[WHAT TO DO] Reproduce the text of the entries below line for line, leaving out the pictures.

[Saved data entries]

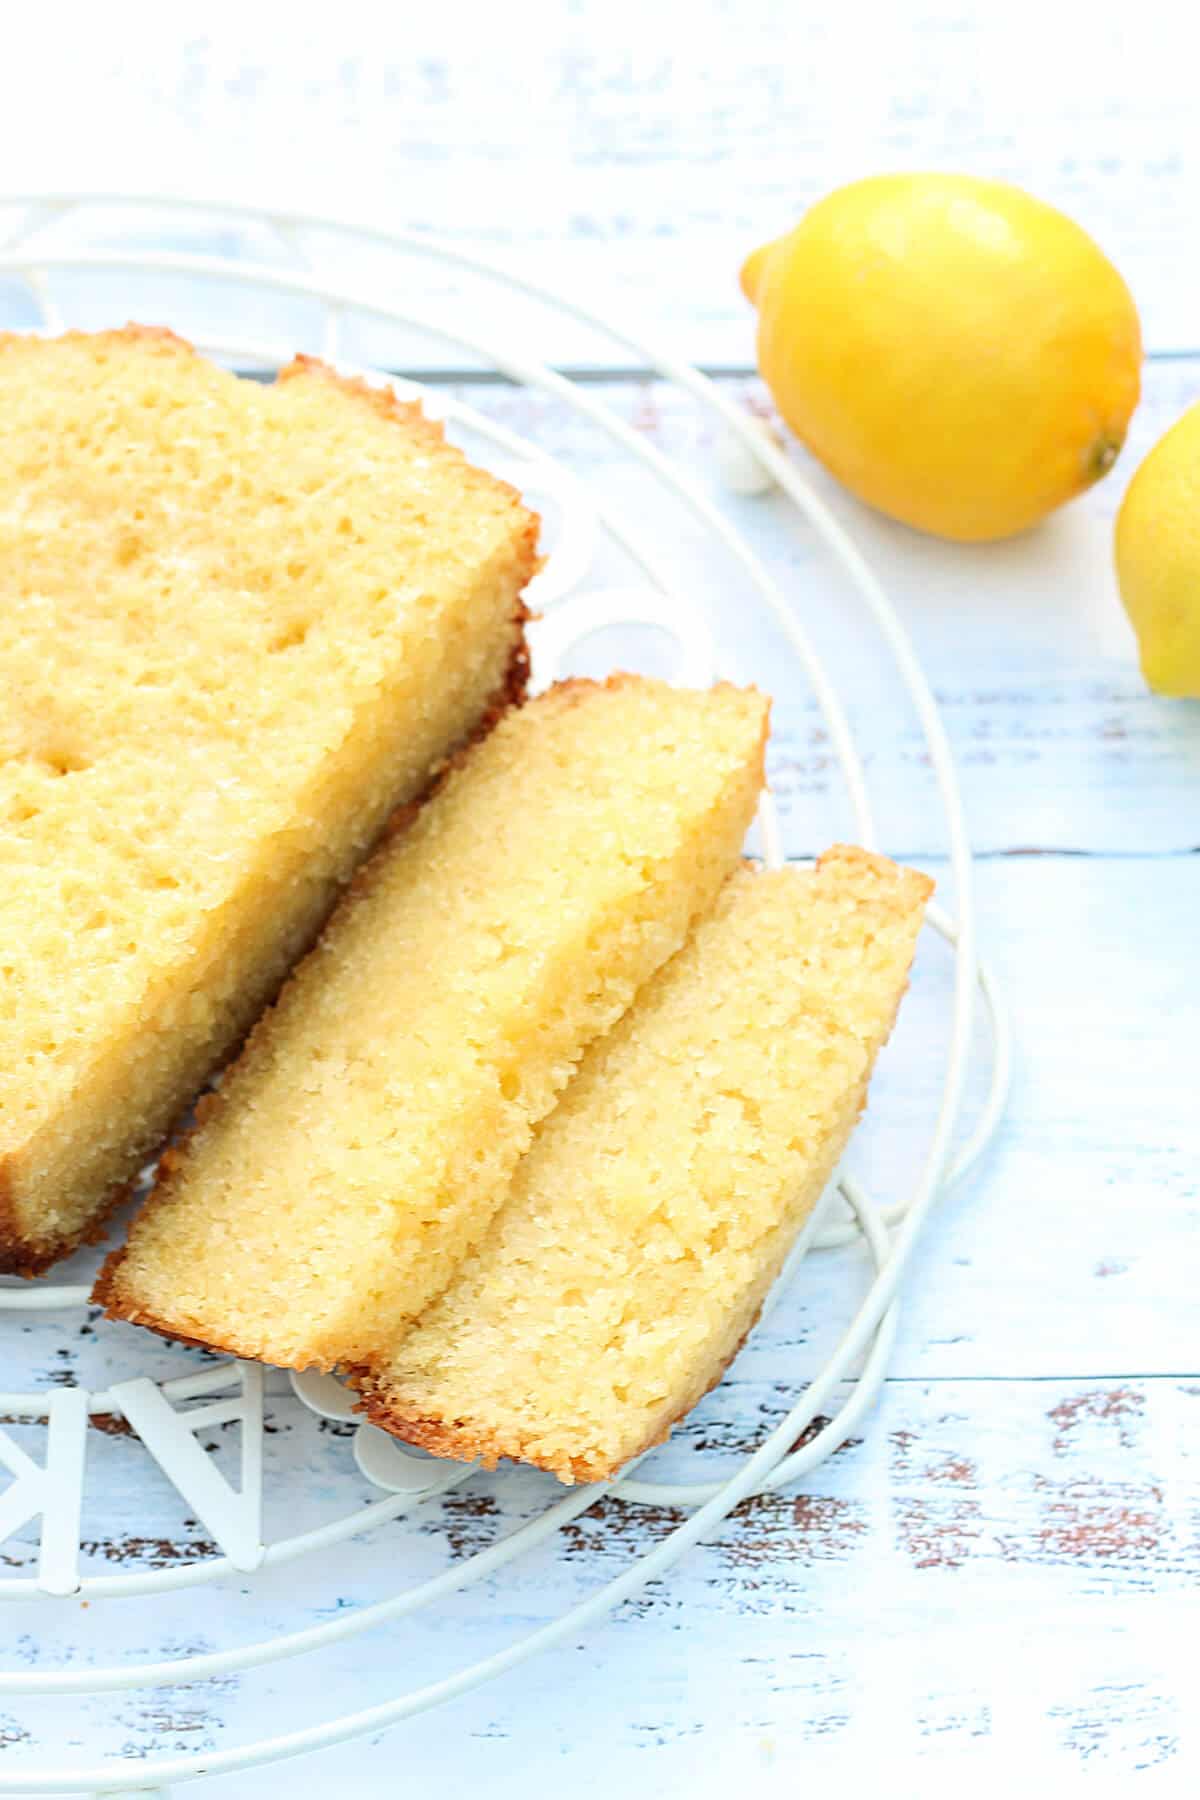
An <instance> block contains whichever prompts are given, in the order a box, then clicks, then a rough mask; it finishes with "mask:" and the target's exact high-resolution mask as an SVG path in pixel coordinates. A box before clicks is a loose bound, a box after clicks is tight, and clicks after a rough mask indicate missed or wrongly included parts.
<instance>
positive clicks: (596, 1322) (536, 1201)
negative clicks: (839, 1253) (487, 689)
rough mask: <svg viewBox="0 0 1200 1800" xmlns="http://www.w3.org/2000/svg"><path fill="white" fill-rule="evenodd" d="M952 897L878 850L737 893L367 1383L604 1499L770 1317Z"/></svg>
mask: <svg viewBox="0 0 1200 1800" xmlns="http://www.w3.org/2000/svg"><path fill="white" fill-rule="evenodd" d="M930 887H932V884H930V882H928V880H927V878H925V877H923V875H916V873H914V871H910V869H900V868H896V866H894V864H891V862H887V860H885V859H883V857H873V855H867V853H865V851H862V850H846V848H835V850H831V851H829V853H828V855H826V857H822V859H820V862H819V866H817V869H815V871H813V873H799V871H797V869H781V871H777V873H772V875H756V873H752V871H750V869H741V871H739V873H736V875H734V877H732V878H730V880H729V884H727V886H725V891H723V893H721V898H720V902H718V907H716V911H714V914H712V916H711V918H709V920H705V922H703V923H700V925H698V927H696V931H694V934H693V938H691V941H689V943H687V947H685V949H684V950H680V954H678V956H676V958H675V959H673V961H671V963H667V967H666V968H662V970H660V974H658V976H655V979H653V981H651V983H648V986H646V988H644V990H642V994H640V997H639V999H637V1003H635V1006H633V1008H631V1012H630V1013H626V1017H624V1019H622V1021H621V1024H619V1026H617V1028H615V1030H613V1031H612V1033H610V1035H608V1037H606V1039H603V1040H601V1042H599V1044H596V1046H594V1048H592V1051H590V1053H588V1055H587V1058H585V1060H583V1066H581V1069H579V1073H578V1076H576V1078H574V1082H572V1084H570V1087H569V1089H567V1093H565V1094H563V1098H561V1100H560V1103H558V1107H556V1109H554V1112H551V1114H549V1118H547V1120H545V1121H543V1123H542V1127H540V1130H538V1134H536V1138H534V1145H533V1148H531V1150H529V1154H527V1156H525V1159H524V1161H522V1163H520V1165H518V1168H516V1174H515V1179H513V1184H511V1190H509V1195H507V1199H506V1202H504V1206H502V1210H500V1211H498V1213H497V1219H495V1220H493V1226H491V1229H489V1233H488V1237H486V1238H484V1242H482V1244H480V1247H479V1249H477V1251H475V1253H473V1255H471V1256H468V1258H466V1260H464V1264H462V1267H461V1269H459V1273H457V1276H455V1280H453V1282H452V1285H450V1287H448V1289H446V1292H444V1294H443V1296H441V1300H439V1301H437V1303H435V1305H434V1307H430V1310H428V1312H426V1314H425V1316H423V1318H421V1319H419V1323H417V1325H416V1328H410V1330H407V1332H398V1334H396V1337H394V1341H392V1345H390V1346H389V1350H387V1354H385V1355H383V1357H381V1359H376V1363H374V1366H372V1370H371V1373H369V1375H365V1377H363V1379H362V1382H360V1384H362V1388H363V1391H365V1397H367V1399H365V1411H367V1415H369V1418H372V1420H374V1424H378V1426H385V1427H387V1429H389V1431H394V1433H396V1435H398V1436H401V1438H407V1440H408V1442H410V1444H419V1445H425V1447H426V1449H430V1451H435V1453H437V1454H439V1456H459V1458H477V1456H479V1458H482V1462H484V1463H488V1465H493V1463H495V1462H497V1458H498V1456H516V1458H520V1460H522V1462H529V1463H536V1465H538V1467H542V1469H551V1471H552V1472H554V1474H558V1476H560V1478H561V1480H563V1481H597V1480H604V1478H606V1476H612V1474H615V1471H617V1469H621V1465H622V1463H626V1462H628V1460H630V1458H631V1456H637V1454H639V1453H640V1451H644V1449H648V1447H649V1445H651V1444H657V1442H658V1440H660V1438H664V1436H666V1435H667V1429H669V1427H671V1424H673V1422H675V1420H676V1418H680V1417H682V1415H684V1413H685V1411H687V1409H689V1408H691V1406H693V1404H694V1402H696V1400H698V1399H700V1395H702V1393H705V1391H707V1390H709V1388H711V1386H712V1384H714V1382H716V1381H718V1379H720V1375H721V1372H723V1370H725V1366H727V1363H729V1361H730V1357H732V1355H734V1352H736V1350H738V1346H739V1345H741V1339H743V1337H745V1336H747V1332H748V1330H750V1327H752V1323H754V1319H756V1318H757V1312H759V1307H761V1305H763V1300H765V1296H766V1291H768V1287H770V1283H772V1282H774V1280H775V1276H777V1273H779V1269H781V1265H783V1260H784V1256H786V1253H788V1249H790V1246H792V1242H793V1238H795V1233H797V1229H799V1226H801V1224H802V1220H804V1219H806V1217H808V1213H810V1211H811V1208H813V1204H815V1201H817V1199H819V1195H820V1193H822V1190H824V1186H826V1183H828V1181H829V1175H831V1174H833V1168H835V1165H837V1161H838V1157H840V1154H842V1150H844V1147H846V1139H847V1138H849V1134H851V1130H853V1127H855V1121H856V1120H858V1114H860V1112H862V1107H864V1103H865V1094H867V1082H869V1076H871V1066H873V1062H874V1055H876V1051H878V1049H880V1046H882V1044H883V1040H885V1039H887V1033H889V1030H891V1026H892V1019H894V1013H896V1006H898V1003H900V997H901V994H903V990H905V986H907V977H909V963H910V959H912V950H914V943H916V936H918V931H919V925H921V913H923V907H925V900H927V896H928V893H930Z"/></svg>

[RESPONSE]
An <instance> block contains whichever prompts are given, in the order a box, then clicks, then a rough mask; it finishes with "mask:" and the target's exact high-resolution mask as an SVG path in pixel coordinates. A box before clicks is a loose bound, a box after clicks is tight, and clicks after a rough mask indicate missed or wrongly included parts.
<instance>
positive clicks: (596, 1322) (536, 1201)
negative clicks: (839, 1253) (487, 689)
rough mask: <svg viewBox="0 0 1200 1800" xmlns="http://www.w3.org/2000/svg"><path fill="white" fill-rule="evenodd" d="M952 897L878 850L737 893L367 1383L604 1499L770 1317Z"/></svg>
mask: <svg viewBox="0 0 1200 1800" xmlns="http://www.w3.org/2000/svg"><path fill="white" fill-rule="evenodd" d="M930 887H932V884H930V882H928V880H927V878H925V877H923V875H916V873H914V871H910V869H900V868H896V866H894V864H891V862H887V860H885V859H883V857H873V855H867V853H865V851H862V850H846V848H835V850H831V851H829V853H828V855H826V857H822V859H820V862H819V866H817V869H815V871H813V873H799V871H797V869H781V871H777V873H772V875H756V873H752V871H750V869H741V871H739V873H736V875H734V877H732V878H730V880H729V884H727V886H725V891H723V893H721V898H720V902H718V907H716V911H714V914H712V916H711V918H709V920H705V922H703V923H700V925H698V927H696V931H694V934H693V938H691V941H689V943H687V947H685V949H684V950H680V954H678V956H676V958H675V959H673V961H671V963H667V967H666V968H662V970H660V974H658V976H655V979H653V981H651V983H648V986H646V988H644V990H642V994H640V997H639V999H637V1003H635V1006H633V1008H631V1012H630V1013H626V1017H624V1019H622V1021H621V1024H619V1026H617V1028H615V1030H613V1031H612V1033H610V1035H608V1037H606V1039H603V1040H601V1042H599V1044H596V1046H594V1048H592V1051H590V1053H588V1055H587V1058H585V1060H583V1066H581V1069H579V1073H578V1076H576V1078H574V1082H572V1084H570V1087H569V1089H567V1093H565V1094H563V1098H561V1100H560V1103H558V1107H556V1109H554V1112H551V1114H549V1118H547V1120H545V1121H543V1123H542V1127H540V1130H538V1134H536V1138H534V1145H533V1148H531V1150H529V1154H527V1156H525V1159H524V1161H522V1163H520V1165H518V1168H516V1174H515V1179H513V1184H511V1190H509V1195H507V1199H506V1202H504V1206H502V1210H500V1211H498V1213H497V1219H495V1220H493V1226H491V1229H489V1233H488V1237H486V1238H484V1242H482V1244H480V1247H479V1249H477V1251H475V1253H473V1255H471V1256H468V1258H466V1260H464V1264H462V1267H461V1269H459V1273H457V1276H455V1280H453V1282H452V1285H450V1287H448V1289H446V1292H444V1294H443V1296H441V1300H439V1301H437V1303H435V1305H434V1307H430V1310H428V1312H426V1314H425V1316H423V1318H421V1319H419V1323H417V1325H416V1328H410V1330H407V1332H398V1334H396V1337H394V1341H392V1345H390V1346H389V1350H387V1354H385V1355H383V1357H381V1359H376V1363H374V1366H372V1370H371V1373H369V1375H365V1377H363V1379H362V1382H360V1384H362V1388H363V1391H365V1397H367V1399H365V1411H367V1415H369V1418H372V1420H374V1424H378V1426H385V1427H387V1429H389V1431H394V1433H396V1435H398V1436H401V1438H407V1440H408V1442H410V1444H419V1445H425V1447H426V1449H430V1451H435V1453H437V1454H439V1456H459V1458H477V1456H479V1458H482V1462H484V1463H488V1465H493V1463H495V1462H497V1458H498V1456H516V1458H520V1460H522V1462H529V1463H536V1465H538V1467H542V1469H551V1471H552V1472H554V1474H558V1476H560V1478H561V1480H563V1481H597V1480H604V1478H606V1476H612V1474H615V1471H617V1469H621V1465H622V1463H626V1462H628V1460H630V1458H631V1456H637V1454H639V1453H640V1451H644V1449H648V1447H649V1445H651V1444H657V1442H658V1440H660V1438H664V1436H666V1435H667V1429H669V1427H671V1424H673V1422H675V1420H676V1418H680V1417H682V1415H684V1413H685V1411H687V1409H689V1408H691V1406H693V1404H694V1402H696V1400H698V1399H700V1395H702V1393H705V1391H707V1390H709V1388H711V1386H712V1384H714V1382H716V1381H718V1379H720V1375H721V1372H723V1370H725V1366H727V1363H729V1361H730V1357H732V1355H734V1352H736V1350H738V1346H739V1345H741V1339H743V1337H745V1336H747V1332H748V1330H750V1327H752V1323H754V1319H756V1318H757V1312H759V1307H761V1305H763V1300H765V1296H766V1291H768V1287H770V1283H772V1282H774V1280H775V1276H777V1273H779V1269H781V1265H783V1260H784V1256H786V1253H788V1249H790V1246H792V1242H793V1238H795V1233H797V1229H799V1226H801V1224H802V1220H804V1219H806V1217H808V1213H810V1211H811V1208H813V1204H815V1201H817V1199H819V1195H820V1193H822V1190H824V1186H826V1183H828V1181H829V1175H831V1174H833V1168H835V1165H837V1161H838V1157H840V1154H842V1150H844V1147H846V1139H847V1138H849V1134H851V1130H853V1127H855V1121H856V1120H858V1114H860V1112H862V1107H864V1103H865V1094H867V1082H869V1076H871V1066H873V1062H874V1055H876V1051H878V1049H880V1046H882V1044H883V1040H885V1039H887V1033H889V1030H891V1026H892V1019H894V1013H896V1006H898V1003H900V997H901V994H903V990H905V986H907V977H909V963H910V959H912V950H914V943H916V936H918V931H919V925H921V913H923V907H925V900H927V896H928V893H930Z"/></svg>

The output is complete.